• Data records:
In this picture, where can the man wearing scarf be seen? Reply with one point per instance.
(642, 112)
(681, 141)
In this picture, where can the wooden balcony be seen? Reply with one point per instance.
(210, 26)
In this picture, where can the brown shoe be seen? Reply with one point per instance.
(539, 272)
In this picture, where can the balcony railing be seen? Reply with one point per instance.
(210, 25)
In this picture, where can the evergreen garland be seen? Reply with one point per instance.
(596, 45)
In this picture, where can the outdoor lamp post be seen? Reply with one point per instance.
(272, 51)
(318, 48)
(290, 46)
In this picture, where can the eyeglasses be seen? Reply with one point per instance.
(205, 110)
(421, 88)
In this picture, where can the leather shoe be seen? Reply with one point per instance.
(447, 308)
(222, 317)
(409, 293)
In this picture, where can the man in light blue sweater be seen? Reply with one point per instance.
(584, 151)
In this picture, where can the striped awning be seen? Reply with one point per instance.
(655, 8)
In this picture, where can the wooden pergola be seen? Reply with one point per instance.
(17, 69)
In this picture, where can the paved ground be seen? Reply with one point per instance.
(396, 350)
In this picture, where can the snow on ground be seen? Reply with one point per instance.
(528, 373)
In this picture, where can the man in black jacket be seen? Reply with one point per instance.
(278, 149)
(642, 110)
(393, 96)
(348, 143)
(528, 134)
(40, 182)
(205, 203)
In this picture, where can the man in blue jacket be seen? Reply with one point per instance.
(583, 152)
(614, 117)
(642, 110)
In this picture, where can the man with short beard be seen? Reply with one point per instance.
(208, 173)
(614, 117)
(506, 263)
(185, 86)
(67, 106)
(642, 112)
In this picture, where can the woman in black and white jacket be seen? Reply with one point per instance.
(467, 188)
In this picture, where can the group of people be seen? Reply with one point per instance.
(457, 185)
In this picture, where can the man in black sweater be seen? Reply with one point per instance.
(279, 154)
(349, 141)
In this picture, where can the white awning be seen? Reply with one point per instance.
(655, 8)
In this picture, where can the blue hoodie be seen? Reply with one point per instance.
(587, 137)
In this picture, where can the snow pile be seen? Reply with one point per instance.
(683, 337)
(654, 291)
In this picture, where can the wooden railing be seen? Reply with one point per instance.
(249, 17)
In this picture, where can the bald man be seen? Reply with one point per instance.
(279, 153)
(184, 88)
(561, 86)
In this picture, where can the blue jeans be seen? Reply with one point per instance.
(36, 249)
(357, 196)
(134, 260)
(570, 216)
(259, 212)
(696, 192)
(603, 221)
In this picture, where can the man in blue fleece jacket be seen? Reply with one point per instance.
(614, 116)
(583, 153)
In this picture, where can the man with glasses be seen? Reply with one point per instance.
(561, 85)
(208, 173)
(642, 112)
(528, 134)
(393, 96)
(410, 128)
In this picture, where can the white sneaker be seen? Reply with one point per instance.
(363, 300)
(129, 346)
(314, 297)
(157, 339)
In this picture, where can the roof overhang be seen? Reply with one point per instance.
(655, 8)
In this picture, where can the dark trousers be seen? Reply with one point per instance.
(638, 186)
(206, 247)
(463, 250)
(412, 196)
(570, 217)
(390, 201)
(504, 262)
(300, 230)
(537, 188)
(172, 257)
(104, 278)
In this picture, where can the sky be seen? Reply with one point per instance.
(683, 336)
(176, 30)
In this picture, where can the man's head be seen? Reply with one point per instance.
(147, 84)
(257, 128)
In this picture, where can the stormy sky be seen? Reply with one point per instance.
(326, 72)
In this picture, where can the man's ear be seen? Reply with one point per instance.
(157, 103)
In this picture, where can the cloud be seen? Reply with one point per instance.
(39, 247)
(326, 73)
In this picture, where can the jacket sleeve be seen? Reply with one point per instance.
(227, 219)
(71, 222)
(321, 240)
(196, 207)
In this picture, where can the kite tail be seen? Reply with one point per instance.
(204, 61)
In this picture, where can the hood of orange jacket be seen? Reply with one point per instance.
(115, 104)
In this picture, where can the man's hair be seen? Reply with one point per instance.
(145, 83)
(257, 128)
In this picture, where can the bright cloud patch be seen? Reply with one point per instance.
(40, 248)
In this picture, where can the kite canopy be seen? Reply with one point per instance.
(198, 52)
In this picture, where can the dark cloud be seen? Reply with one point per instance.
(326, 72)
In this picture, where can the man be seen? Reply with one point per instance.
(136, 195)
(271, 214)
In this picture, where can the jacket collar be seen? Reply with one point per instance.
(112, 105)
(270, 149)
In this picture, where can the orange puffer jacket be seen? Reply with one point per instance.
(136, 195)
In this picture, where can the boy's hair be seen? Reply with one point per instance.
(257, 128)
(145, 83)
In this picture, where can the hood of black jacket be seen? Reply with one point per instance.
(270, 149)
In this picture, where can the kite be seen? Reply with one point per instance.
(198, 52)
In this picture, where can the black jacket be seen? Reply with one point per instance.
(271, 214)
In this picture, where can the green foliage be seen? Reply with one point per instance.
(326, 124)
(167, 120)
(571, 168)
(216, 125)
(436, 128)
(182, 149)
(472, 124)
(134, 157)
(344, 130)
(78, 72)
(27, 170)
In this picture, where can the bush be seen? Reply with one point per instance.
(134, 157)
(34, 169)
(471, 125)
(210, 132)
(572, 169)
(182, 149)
--
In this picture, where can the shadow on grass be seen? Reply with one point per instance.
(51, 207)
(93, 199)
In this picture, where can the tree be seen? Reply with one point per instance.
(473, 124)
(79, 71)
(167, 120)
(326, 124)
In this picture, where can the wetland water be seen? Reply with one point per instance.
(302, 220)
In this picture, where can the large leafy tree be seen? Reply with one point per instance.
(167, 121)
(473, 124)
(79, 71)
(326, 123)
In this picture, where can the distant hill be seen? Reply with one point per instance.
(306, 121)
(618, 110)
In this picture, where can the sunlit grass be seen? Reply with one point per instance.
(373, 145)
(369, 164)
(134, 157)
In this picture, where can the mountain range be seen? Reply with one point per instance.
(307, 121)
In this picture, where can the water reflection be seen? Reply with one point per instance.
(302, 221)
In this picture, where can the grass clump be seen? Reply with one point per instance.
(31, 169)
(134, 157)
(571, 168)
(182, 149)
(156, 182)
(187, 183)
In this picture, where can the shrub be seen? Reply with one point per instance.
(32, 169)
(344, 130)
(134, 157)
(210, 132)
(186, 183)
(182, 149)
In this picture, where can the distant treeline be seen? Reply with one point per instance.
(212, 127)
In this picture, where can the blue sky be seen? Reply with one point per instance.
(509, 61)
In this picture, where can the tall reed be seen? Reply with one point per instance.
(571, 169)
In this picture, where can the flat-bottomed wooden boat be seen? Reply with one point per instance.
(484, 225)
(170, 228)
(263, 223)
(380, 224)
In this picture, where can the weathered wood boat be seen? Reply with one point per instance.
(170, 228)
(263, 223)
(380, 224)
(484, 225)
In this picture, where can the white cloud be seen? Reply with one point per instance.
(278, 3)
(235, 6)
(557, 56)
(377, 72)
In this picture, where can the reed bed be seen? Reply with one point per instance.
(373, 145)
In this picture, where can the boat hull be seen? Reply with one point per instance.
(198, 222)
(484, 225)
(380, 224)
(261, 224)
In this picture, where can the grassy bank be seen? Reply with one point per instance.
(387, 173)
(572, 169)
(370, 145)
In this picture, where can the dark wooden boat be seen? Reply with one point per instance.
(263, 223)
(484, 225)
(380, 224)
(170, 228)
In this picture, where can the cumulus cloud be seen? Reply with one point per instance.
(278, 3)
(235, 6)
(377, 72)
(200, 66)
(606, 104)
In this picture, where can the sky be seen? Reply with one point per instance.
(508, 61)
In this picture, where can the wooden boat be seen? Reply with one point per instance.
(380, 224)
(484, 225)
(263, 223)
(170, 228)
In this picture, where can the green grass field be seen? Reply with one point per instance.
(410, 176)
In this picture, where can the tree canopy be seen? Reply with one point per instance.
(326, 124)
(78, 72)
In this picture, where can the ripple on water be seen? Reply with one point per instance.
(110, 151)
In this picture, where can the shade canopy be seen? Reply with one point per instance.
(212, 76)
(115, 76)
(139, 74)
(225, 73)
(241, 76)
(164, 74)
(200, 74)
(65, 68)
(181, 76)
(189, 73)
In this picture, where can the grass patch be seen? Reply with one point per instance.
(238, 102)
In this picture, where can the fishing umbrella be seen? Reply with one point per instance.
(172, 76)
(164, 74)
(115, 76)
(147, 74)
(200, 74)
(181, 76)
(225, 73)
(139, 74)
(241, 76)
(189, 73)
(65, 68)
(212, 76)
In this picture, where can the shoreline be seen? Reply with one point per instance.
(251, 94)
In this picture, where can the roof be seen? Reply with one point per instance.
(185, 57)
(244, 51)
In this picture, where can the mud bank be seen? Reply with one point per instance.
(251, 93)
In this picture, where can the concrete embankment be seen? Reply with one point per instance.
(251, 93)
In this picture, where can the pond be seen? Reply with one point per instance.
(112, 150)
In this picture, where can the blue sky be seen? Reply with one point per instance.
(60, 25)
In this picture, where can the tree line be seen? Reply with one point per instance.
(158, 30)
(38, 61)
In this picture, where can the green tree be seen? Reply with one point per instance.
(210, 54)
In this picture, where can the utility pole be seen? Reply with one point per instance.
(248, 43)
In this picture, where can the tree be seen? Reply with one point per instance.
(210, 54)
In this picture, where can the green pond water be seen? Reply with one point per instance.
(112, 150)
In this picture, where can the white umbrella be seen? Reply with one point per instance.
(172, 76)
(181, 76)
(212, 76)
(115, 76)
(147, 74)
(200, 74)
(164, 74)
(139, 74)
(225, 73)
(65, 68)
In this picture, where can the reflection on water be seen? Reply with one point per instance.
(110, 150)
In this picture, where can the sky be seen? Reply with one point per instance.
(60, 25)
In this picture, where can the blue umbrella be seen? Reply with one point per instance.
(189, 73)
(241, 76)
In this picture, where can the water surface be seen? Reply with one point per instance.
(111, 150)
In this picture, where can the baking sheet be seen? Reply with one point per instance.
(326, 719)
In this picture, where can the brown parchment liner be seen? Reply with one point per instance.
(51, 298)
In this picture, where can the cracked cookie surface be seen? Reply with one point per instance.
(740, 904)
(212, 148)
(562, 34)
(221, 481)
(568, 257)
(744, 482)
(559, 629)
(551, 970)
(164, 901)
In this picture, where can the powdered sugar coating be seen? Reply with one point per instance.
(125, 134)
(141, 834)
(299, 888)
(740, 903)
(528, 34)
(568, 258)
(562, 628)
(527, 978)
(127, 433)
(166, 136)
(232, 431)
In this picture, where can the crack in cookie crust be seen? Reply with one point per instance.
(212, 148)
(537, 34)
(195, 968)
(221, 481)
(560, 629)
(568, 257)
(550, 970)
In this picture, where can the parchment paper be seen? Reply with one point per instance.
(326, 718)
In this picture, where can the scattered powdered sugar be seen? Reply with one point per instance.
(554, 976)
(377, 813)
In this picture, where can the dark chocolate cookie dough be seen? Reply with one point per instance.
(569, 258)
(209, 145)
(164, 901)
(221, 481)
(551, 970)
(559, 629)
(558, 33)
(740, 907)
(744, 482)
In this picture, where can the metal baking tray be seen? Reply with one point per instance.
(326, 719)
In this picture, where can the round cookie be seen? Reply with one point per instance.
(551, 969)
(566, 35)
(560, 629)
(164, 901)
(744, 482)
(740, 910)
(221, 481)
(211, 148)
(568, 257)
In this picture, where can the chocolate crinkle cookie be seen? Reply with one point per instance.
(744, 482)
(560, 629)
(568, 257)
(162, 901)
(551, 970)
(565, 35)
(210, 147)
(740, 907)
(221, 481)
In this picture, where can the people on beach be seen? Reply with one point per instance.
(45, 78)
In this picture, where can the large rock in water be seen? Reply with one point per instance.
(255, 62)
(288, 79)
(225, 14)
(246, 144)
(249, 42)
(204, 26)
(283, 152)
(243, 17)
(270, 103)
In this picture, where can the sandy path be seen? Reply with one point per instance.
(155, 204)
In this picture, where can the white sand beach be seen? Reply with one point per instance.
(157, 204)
* * *
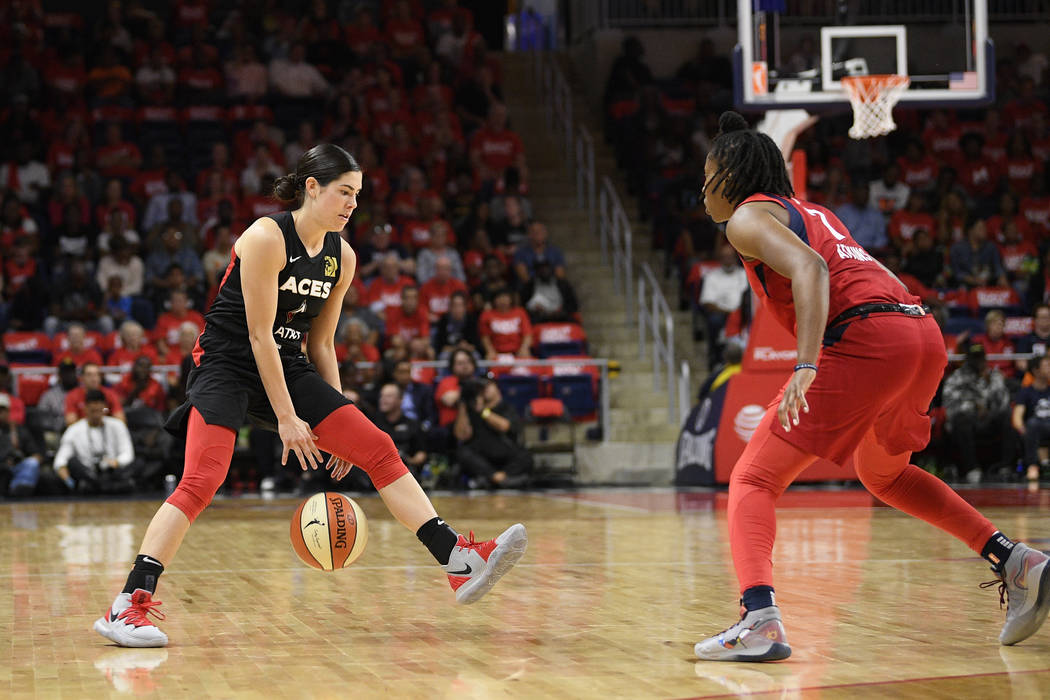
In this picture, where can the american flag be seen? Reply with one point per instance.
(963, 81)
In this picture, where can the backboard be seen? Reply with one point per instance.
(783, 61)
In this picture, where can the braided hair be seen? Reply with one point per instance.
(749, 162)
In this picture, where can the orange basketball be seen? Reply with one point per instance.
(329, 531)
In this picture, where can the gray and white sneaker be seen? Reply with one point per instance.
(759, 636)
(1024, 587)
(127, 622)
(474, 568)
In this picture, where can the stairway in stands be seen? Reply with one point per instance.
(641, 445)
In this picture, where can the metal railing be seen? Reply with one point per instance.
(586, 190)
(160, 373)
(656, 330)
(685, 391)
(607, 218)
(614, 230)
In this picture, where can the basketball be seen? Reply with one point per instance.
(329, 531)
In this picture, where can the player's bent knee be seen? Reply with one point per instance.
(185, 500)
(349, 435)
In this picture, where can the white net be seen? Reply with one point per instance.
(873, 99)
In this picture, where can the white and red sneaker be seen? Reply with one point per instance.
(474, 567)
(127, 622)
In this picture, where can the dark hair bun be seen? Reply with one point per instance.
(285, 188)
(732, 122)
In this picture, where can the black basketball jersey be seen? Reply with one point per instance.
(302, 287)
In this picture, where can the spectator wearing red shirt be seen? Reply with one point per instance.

• Your goal: Find every line in the data above that contains the word "dark", and copy each one out in full. Case counts.

• Solution to this task:
In this picture, where can the dark trousers be seen? Reply with one point per instance.
In this picture, where can the dark cloud be seen? Reply with one point per instance.
In this picture, where can the dark wooden boat be seen? Reply with one point per instance.
In this picture, where can the dark chocolate cookie dough be seen? Reply with one point per instance.
In this picture, where can the dark hair bun be seen? Reply with one point per instance.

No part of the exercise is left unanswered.